■ EXERCISE DESCRIPTION
Give back all of the data exactly as it appears here.

::: GIVEN INFORMATION :::

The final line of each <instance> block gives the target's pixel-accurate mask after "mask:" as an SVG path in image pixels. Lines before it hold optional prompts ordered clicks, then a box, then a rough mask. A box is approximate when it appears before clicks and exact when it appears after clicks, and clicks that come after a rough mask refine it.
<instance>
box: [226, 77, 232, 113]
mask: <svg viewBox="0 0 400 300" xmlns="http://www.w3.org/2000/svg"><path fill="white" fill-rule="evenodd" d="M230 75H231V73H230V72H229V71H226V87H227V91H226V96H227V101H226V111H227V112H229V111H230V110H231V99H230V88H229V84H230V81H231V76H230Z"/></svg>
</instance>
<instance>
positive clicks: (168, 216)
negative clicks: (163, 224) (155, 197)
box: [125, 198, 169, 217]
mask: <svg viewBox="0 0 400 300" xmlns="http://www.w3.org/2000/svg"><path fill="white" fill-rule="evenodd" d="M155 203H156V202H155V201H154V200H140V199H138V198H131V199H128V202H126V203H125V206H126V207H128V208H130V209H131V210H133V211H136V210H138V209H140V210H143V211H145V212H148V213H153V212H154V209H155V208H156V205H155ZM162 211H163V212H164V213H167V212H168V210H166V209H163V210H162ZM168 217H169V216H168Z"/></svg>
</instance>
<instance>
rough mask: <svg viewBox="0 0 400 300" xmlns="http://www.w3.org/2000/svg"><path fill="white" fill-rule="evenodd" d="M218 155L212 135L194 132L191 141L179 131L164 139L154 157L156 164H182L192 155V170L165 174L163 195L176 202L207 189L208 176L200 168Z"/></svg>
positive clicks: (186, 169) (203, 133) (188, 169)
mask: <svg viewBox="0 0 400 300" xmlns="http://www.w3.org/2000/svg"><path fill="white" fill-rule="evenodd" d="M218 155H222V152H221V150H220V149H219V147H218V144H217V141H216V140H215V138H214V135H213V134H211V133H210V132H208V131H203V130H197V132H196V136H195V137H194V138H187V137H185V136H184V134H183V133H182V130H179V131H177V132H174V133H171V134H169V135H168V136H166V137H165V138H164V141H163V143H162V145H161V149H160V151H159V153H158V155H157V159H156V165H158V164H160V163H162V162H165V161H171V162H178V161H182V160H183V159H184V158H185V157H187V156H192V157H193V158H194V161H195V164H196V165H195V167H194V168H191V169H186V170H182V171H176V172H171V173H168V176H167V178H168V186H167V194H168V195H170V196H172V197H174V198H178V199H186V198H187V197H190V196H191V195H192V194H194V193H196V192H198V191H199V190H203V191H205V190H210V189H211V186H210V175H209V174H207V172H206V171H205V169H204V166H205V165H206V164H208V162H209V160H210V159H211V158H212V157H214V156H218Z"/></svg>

:::

■ THE ANSWER
The final line of each <instance> block gives the target's pixel-accurate mask after "mask:" as an SVG path in image pixels. Lines before it hold optional prompts ordered clicks, then a box, then a rough mask. A box is approximate when it appears before clicks and exact when it appears after clicks, and clicks that come after a rough mask refine it.
<instance>
box: [226, 77, 232, 113]
mask: <svg viewBox="0 0 400 300" xmlns="http://www.w3.org/2000/svg"><path fill="white" fill-rule="evenodd" d="M230 75H231V73H230V72H229V71H226V87H227V91H226V96H227V101H226V111H227V112H229V111H230V110H231V99H230V88H229V84H230V81H231V76H230Z"/></svg>
</instance>
<instance>
positive clicks: (168, 216)
negative clicks: (163, 224) (155, 197)
box: [125, 198, 169, 217]
mask: <svg viewBox="0 0 400 300" xmlns="http://www.w3.org/2000/svg"><path fill="white" fill-rule="evenodd" d="M155 203H156V202H155V201H154V200H140V199H138V198H131V199H128V202H126V203H125V206H126V207H128V208H130V209H131V210H133V211H136V210H138V209H140V210H143V211H145V212H148V213H153V212H154V209H155V208H156V205H155ZM162 211H163V212H164V213H167V212H168V210H166V209H163V210H162ZM168 217H169V216H168Z"/></svg>
</instance>
<instance>
rough mask: <svg viewBox="0 0 400 300" xmlns="http://www.w3.org/2000/svg"><path fill="white" fill-rule="evenodd" d="M218 155L212 135L194 132L191 141L179 131L164 139L154 157L156 164H182L192 155V170L165 174L163 195L176 202L207 189L208 176L200 168Z"/></svg>
positive clicks: (186, 169) (203, 133) (188, 169)
mask: <svg viewBox="0 0 400 300" xmlns="http://www.w3.org/2000/svg"><path fill="white" fill-rule="evenodd" d="M218 155H222V152H221V150H220V149H219V147H218V144H217V141H216V140H215V138H214V135H213V134H211V133H210V132H208V131H203V130H197V132H196V136H195V137H194V138H187V137H185V136H184V134H183V133H182V130H179V131H177V132H174V133H171V134H169V135H168V136H166V137H165V138H164V141H163V143H162V145H161V149H160V151H159V153H158V155H157V159H156V165H158V164H160V163H162V162H165V161H171V162H178V161H182V160H183V159H184V158H185V157H187V156H192V157H193V158H194V161H195V164H196V165H195V167H194V168H191V169H186V170H182V171H176V172H171V173H168V176H167V178H168V186H167V194H168V195H170V196H172V197H174V198H178V199H186V198H187V197H190V196H191V195H192V194H194V193H196V192H198V191H199V190H203V191H205V190H210V189H211V186H210V175H209V174H207V172H206V171H205V169H204V166H205V165H206V164H208V162H209V160H210V159H211V158H212V157H214V156H218Z"/></svg>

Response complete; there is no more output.